*** Dataset ***

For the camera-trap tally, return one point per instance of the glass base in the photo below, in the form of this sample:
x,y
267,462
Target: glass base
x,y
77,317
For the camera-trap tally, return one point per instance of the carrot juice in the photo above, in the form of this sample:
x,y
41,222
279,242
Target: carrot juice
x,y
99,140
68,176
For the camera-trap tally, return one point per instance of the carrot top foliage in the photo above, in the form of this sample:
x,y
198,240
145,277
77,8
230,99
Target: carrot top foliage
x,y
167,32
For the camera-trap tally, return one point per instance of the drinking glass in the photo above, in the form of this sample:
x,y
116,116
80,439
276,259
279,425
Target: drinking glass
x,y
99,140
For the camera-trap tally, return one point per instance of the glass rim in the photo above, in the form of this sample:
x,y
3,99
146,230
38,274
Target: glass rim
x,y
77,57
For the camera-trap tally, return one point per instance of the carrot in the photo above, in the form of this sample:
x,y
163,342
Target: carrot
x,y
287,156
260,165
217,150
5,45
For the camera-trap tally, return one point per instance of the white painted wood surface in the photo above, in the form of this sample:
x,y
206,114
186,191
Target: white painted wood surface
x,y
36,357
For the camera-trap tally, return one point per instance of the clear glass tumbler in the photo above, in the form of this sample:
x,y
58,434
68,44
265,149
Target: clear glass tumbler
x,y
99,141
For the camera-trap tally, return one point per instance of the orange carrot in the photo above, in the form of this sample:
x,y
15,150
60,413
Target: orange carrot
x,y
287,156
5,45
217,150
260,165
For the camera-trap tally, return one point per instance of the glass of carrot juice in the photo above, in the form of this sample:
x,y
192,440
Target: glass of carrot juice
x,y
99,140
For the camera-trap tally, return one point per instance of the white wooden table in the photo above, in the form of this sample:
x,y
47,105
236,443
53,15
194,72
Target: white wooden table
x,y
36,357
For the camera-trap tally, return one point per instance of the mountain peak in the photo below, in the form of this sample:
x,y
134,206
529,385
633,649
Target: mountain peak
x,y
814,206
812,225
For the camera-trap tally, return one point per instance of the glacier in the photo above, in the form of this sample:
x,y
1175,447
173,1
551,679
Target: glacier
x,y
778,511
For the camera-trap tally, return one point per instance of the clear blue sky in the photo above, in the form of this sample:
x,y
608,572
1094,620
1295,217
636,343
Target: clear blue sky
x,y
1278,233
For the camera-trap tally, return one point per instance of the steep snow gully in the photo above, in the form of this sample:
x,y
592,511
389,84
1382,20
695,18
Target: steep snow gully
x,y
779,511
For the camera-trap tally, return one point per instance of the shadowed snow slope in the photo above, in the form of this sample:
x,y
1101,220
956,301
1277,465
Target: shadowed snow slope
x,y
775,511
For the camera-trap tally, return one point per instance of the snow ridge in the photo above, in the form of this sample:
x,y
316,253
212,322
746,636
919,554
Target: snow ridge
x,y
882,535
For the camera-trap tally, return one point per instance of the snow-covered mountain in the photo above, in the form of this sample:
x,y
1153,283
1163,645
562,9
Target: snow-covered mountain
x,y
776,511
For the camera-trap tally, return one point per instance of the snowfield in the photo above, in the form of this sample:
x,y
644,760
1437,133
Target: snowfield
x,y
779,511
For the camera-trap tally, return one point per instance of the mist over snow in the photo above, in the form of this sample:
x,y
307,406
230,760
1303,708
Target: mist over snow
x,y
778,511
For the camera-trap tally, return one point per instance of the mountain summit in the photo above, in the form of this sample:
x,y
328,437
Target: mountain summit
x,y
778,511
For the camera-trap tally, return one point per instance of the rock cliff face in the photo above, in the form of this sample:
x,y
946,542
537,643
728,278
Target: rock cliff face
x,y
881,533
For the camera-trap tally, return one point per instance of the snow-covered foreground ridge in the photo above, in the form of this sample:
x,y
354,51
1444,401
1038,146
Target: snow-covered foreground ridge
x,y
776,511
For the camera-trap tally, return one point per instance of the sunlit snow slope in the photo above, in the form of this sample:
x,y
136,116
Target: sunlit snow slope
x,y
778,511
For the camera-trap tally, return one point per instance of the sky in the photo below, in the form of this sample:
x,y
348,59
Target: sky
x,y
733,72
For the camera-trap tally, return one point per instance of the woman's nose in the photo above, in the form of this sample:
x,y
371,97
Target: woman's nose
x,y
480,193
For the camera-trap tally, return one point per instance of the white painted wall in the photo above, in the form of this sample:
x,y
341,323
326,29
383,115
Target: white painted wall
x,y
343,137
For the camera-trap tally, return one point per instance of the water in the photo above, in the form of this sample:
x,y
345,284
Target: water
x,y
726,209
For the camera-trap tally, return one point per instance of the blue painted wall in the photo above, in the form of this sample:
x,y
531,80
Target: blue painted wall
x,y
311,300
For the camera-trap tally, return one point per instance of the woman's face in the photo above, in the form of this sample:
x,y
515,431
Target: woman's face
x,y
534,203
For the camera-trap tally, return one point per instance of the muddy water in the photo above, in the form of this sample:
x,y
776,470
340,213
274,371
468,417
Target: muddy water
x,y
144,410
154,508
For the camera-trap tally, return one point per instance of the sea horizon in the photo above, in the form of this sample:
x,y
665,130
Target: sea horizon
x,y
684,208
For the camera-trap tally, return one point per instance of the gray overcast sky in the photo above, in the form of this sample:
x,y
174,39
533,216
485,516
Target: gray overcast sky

*** End of Dataset ***

Requirement:
Search the material for the word "below" and copy every matching line.

Response to the exercise:
For the camera-trap tally, return one point per instance of the glass base in the photo below, in the form of this sample:
For the camera-trap tally, return one point per instance of the mountain peak in the photo below, in the form of this sample:
For the camera-trap tally, return one point per instance of the sky in the photo below, in the form of this sample:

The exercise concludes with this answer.